** Opening Exercise materials block **
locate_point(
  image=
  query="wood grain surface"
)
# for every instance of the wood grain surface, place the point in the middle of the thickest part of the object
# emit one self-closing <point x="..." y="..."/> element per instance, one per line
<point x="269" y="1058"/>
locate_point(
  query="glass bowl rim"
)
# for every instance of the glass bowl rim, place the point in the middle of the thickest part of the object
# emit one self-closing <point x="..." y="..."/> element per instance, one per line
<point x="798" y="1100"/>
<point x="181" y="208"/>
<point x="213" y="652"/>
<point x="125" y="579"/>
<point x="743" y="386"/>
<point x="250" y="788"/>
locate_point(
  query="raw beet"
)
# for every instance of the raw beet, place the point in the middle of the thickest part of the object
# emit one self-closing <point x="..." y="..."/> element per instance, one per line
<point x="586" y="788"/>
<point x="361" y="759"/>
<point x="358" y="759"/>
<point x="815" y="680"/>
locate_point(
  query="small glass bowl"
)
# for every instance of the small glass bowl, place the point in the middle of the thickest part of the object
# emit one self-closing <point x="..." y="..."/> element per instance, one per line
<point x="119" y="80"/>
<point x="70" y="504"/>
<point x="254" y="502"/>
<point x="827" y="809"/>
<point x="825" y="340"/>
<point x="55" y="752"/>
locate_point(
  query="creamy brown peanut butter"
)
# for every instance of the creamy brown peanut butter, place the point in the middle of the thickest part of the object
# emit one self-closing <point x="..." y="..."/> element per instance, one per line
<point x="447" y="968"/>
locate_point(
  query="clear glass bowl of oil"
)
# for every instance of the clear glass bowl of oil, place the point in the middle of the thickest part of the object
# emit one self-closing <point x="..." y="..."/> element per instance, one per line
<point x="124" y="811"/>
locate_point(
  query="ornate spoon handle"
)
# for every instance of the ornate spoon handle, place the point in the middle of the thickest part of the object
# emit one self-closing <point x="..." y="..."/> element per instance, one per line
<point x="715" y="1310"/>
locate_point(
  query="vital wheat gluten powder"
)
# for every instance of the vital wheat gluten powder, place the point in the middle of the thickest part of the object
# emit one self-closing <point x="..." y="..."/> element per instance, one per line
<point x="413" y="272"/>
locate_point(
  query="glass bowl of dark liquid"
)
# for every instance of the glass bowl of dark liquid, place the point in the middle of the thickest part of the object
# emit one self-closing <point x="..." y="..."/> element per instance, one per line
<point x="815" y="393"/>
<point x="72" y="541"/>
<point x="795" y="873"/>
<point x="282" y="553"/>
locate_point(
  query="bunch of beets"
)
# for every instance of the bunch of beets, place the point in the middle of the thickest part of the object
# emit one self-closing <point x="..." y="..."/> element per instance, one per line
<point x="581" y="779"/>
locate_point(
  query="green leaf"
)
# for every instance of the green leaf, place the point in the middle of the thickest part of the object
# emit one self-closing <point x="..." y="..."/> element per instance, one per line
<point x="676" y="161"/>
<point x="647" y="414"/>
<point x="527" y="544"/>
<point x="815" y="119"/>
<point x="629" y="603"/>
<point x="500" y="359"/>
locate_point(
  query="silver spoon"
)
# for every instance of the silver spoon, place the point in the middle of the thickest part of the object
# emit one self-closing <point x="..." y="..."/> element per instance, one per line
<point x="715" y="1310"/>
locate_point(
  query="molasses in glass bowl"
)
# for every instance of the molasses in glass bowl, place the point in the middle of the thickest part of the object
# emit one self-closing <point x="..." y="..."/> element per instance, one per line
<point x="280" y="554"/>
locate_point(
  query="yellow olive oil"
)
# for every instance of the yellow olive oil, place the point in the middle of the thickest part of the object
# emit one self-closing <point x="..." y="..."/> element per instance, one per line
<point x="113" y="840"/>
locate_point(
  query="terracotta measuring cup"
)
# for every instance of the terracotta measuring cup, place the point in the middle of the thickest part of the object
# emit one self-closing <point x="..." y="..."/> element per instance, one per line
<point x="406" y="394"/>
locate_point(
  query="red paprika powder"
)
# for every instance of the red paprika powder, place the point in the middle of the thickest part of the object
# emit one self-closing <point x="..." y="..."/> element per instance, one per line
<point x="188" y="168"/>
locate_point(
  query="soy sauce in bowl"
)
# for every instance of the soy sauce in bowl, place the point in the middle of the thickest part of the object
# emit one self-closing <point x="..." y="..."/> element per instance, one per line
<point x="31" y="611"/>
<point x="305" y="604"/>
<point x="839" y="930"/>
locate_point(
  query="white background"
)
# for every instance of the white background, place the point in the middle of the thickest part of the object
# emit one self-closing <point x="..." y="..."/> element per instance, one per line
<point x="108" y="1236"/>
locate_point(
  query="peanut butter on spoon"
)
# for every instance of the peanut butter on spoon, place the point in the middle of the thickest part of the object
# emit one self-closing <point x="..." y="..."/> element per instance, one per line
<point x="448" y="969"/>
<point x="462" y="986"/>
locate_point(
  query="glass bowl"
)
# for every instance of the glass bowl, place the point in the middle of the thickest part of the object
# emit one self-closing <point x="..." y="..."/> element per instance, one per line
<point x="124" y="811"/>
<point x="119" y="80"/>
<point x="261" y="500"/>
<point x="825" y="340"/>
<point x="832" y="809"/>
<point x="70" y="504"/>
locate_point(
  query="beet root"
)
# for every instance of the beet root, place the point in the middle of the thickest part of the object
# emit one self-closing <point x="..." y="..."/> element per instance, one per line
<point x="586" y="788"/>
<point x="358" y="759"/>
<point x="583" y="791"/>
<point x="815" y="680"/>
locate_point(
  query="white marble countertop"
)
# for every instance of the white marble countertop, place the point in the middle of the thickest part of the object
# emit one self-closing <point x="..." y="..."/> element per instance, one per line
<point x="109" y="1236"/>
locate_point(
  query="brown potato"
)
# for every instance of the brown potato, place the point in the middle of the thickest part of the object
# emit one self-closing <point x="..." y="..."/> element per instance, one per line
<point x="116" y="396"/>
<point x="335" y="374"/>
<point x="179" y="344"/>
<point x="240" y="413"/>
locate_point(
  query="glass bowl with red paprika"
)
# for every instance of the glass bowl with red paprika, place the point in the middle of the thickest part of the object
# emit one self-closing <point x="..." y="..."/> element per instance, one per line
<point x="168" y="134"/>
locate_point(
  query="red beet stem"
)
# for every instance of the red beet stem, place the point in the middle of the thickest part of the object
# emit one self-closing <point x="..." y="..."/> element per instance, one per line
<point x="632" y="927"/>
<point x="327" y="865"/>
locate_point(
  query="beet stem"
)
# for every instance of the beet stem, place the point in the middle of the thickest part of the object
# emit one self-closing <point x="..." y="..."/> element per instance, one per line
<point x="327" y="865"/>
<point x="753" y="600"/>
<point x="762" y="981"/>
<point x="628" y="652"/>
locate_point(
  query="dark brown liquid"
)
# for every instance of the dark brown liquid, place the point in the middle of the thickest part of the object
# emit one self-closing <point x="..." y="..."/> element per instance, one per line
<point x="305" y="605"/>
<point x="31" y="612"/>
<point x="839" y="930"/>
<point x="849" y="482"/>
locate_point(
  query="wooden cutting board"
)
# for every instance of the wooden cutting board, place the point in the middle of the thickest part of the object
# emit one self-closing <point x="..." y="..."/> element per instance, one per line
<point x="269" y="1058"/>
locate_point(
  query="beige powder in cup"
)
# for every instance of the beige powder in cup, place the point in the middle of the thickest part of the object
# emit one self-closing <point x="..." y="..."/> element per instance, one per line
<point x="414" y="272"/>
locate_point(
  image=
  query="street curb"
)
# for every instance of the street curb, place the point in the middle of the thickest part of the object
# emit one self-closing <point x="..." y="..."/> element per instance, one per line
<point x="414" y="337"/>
** Closing Exercise materials block **
Your task is to set down all of the entries exactly as they appear.

locate_point(
  image=
  query="wood grain surface"
)
# for every instance of the wood grain surface, place the point in the middle of the thickest part of the object
# emit one self-closing <point x="..." y="..."/> element per instance, one per line
<point x="269" y="1058"/>
locate_point(
  query="glass bowl rim"
)
# for every instance of the glass bowl rim, place the point in the middle of the thickest part of the object
# emit one self-closing <point x="..." y="..."/> element per instance, one per line
<point x="798" y="1100"/>
<point x="181" y="208"/>
<point x="213" y="652"/>
<point x="125" y="579"/>
<point x="743" y="386"/>
<point x="250" y="788"/>
locate_point(
  query="raw beet"
)
# for every instance of the raw beet, place the point in the middle of the thickest part of the object
# emit one self-closing <point x="..." y="..."/> element per instance, one per line
<point x="586" y="788"/>
<point x="361" y="759"/>
<point x="358" y="759"/>
<point x="815" y="680"/>
locate_point(
  query="small glass bowl"
)
# for every instance of the small glass bowl, place the point in the middle of the thickest part of the object
# emit one self-closing <point x="..." y="..."/> element per instance, one per line
<point x="119" y="80"/>
<point x="70" y="504"/>
<point x="254" y="502"/>
<point x="827" y="809"/>
<point x="825" y="340"/>
<point x="55" y="752"/>
locate_point(
  query="creamy brown peanut butter"
)
# for every instance of the creamy brown peanut butter, place the point in the middle of the thickest part of the object
# emit one self-closing <point x="..." y="..."/> element per instance, one per line
<point x="447" y="968"/>
locate_point(
  query="clear glass bowl of oil"
)
# for every instance of the clear glass bowl of oil, place the point in the middle of the thickest part of the object
# emit one self-closing <point x="..." y="..."/> element per instance, one per line
<point x="124" y="811"/>
locate_point(
  query="ornate spoon handle"
)
# for every instance of the ornate spoon handle, place the point in the middle of the thickest part of the object
# emit one self-closing <point x="..." y="..."/> element per instance, one per line
<point x="715" y="1310"/>
locate_point(
  query="vital wheat gluten powder"
)
# for every instance of the vital wheat gluten powder, place the point in the middle of the thickest part of the object
# emit one self-closing <point x="..." y="..."/> element per instance, one per line
<point x="413" y="272"/>
locate_point(
  query="glass bowl of dark liquid"
)
# for every instance of the glass bowl of dark liquid, place the point in the middle of the thickest part of the object
# emit one self-closing <point x="..." y="..."/> element per instance, one per line
<point x="815" y="393"/>
<point x="72" y="541"/>
<point x="795" y="873"/>
<point x="282" y="553"/>
locate_point(
  query="bunch of beets"
)
# for every instance of the bunch of beets, place the point in the middle of the thickest part of the object
# emit one self-closing <point x="..." y="..."/> element per instance, one per line
<point x="581" y="779"/>
locate_point(
  query="green leaf"
)
# for every instance of the green leaf, place the point in the middle of the thickest part of the object
# emit one self-closing <point x="..." y="..."/> element per instance, one per line
<point x="676" y="161"/>
<point x="647" y="414"/>
<point x="527" y="544"/>
<point x="815" y="119"/>
<point x="629" y="603"/>
<point x="500" y="359"/>
locate_point(
  query="silver spoon"
)
# for every instance of the silver spoon, place the point in the middle of the thickest part of the object
# emit one self-closing <point x="..." y="..."/> element per instance, one per line
<point x="715" y="1310"/>
locate_point(
  query="molasses in glass bowl"
)
# for every instance of the molasses in glass bowl, place the point in the middle of the thickest part of the object
# emit one self-closing <point x="..." y="..."/> element per instance, one per line
<point x="280" y="554"/>
locate_point(
  query="yellow olive oil"
)
# for every instance of the yellow olive oil, place the point in the middle of the thickest part of the object
# emit one self-closing <point x="..." y="..."/> element per instance, one per line
<point x="113" y="840"/>
locate_point(
  query="terracotta measuring cup"
)
# for every instance of the terracotta measuring cup, place the point in the middle of the thickest part of the object
# emit one self-closing <point x="..." y="..."/> element per instance, one per line
<point x="406" y="394"/>
locate_point(
  query="red paprika powder"
)
# for every instance of the red paprika powder, place the point in the middle of the thickest part of the object
# emit one self-closing <point x="..." y="..."/> element per instance, one per line
<point x="188" y="168"/>
locate_point(
  query="soy sauce in bowl"
)
# for every instance of the soy sauce in bowl, place the point in the middle of the thickest part of the object
# emit one self-closing <point x="..." y="..."/> element per instance, one per line
<point x="31" y="611"/>
<point x="305" y="604"/>
<point x="839" y="930"/>
locate_point(
  query="white background"
)
# for every instance of the white background, place the point in the middle of the thickest part of the object
# emit one self-closing <point x="..." y="..."/> element per instance, one per line
<point x="108" y="1236"/>
locate_point(
  query="peanut butter on spoon"
)
# for every instance of the peanut butter on spoon, place the point in the middle of the thickest part of the object
# emit one self-closing <point x="..." y="..."/> element per instance, one per line
<point x="448" y="969"/>
<point x="462" y="986"/>
locate_point(
  query="glass bowl"
)
# for every instance of the glass bowl, place the point in the middle of the thickest part of the object
# emit one self-closing <point x="..." y="..."/> element per instance, one per line
<point x="124" y="811"/>
<point x="119" y="80"/>
<point x="261" y="500"/>
<point x="825" y="340"/>
<point x="832" y="809"/>
<point x="70" y="504"/>
locate_point(
  query="beet root"
)
# for every instance of the beet root, place the point in the middle of the thickest part of the object
# emit one self-closing <point x="..." y="..."/> element per instance, one per line
<point x="586" y="788"/>
<point x="358" y="759"/>
<point x="583" y="791"/>
<point x="815" y="680"/>
locate_point(
  query="white marble countertop"
)
# for every instance of the white marble countertop, place the point in the middle of the thickest part of the object
# emit one self-closing <point x="..." y="..."/> element per instance, one per line
<point x="109" y="1236"/>
locate_point(
  query="brown potato"
)
# for every instance of the brown potato, place the point in the middle of the thickest part of the object
# emit one self-closing <point x="..." y="..."/> element per instance, one per line
<point x="116" y="396"/>
<point x="335" y="374"/>
<point x="179" y="344"/>
<point x="240" y="413"/>
locate_point(
  query="glass bowl with red paprika"
)
# for every instance of the glass bowl with red paprika, place the point in the middle of the thickest part of the object
# emit one self-closing <point x="..." y="..."/> element per instance, one per line
<point x="168" y="134"/>
locate_point(
  query="red beet stem"
)
# for every instance of the red beet stem, place the point in the middle of the thickest part of the object
# emit one self-closing <point x="..." y="..."/> element per instance, one per line
<point x="632" y="927"/>
<point x="327" y="865"/>
locate_point(
  query="beet stem"
)
# for every instance of the beet stem, place the point in the middle of the thickest part of the object
# emit one self-closing <point x="..." y="..."/> element per instance, one per line
<point x="327" y="865"/>
<point x="753" y="600"/>
<point x="762" y="981"/>
<point x="628" y="652"/>
locate_point(
  query="dark brown liquid"
)
# for every instance of the dark brown liquid, place the point in the middle of the thickest part of the object
# emit one self-closing <point x="..." y="..."/> element per instance, one per line
<point x="305" y="605"/>
<point x="31" y="612"/>
<point x="839" y="930"/>
<point x="849" y="482"/>
locate_point(
  query="wooden cutting board"
)
# for every instance of the wooden cutting board, place the point in the middle of the thickest part of the object
# emit one self-closing <point x="..." y="..."/> element per instance, one per line
<point x="269" y="1058"/>
locate_point(
  query="beige powder in cup"
)
# for every instance of the beige powder in cup, place the point in the middle of the thickest part of the object
# emit one self-closing <point x="..." y="..."/> element per instance, one per line
<point x="414" y="272"/>
locate_point(
  image=
  query="street curb"
)
# for every instance of the street curb, place the point in the middle of the thickest part of the object
# emit one self-closing <point x="..." y="..."/> element per instance, one per line
<point x="414" y="337"/>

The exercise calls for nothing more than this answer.